Perintah Tugas 1: Tampilkan bagian artikel tentang jajanan di desa itu antara "Primadona jajanan di" dan "buah yang berair.", termasuk kedua ujungnya, dengan menyalinnya persis tanpa perubahan.

-------- Artikel --------

Di bangunan utama, aneka pernak-pernik khas Jepang, makanan kemasan, dan buah-buahan segar dijual. Di bagian depan toko terdapat beberapa meja yang diatur menjadi area makan. Beberapa lapak menjajakan makanan yang dimasak langsung di lokasi. Saya memilih mencicipi buah-buahan yang ditanam langsung di sekitar desa. Untuk camilan, saya mencoba kue moci berisi kacang merah yang dipanggang saat dipesan. Dua buah moci dengan rasa manis ini cukup untuk mengganjal perut.

Primadona jajanan di sana tentu saja stroberi dan apel Fuji yang terkenal renyah dan manis. Ada dua stroberi yang dijual, yakni yang berwarna merah dan putih. Keduanya berukuran besar, bisa dua-tiga kali lipat dari buah stroberi pada umumnya. Harganya 1.500-2.000 yen per kemasan plastik berisi 10 buah stroberi. Baik stroberi merah maupun putih rasanya mirip, manis segar tanpa rasa masam dengan buah yang berair.

-------- Entri Hasil Ekstraksi --------

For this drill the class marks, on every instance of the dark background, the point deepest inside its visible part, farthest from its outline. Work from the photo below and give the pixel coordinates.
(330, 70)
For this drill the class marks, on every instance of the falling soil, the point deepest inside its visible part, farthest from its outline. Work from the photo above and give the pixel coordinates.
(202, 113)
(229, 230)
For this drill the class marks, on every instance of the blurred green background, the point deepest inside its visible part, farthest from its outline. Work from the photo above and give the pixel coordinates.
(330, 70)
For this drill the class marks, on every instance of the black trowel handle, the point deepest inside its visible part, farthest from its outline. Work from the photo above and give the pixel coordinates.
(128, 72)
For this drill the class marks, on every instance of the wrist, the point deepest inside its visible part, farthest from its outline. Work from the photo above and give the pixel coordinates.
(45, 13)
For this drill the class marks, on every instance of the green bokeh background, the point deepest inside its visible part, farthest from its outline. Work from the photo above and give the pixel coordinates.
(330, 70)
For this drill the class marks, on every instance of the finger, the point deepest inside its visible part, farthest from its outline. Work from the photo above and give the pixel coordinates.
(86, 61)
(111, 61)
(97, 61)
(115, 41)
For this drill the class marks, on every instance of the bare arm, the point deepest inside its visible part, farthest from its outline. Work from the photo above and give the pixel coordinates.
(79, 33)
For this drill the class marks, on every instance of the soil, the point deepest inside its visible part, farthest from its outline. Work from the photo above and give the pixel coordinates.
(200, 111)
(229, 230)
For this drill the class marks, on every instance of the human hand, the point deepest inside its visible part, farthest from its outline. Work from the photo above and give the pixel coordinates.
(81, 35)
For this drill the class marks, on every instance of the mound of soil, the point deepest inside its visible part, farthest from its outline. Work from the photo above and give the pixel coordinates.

--------
-------- Entri Hasil Ekstraksi --------

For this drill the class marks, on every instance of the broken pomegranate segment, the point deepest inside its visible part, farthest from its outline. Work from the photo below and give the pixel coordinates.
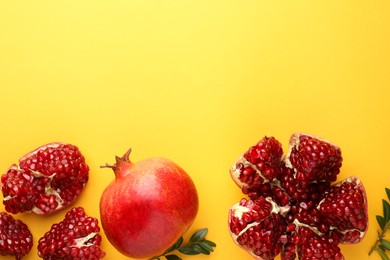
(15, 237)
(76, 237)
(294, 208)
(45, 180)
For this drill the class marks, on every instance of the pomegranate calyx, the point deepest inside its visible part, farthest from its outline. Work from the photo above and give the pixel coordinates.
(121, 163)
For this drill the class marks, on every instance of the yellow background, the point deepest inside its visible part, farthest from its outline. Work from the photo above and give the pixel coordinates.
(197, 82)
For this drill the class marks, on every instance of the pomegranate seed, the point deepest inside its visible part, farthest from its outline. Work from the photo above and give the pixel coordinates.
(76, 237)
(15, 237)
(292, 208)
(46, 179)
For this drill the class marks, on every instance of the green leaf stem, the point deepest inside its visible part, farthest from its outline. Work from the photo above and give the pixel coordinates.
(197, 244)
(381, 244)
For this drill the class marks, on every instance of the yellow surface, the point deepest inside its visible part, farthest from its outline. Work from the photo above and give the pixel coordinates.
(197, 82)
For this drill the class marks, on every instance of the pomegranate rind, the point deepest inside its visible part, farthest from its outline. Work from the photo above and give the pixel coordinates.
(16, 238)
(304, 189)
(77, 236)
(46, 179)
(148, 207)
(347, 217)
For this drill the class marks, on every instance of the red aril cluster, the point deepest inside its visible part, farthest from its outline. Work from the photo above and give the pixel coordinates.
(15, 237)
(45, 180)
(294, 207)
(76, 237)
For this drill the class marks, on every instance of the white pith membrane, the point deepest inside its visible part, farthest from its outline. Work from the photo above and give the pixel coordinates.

--------

Perintah Tugas 2: Hitung baris entri di atas yang memuat kata "background", lalu jawab dengan angkanya saja.

Keluaran yang Diharapkan 1:
Primadona jajanan di sana tentu saja stroberi dan apel Fuji yang terkenal renyah dan manis. Ada dua stroberi yang dijual, yakni yang berwarna merah dan putih. Keduanya berukuran besar, bisa dua-tiga kali lipat dari buah stroberi pada umumnya. Harganya 1.500-2.000 yen per kemasan plastik berisi 10 buah stroberi. Baik stroberi merah maupun putih rasanya mirip, manis segar tanpa rasa masam dengan buah yang berair.

Keluaran yang Diharapkan 2: 4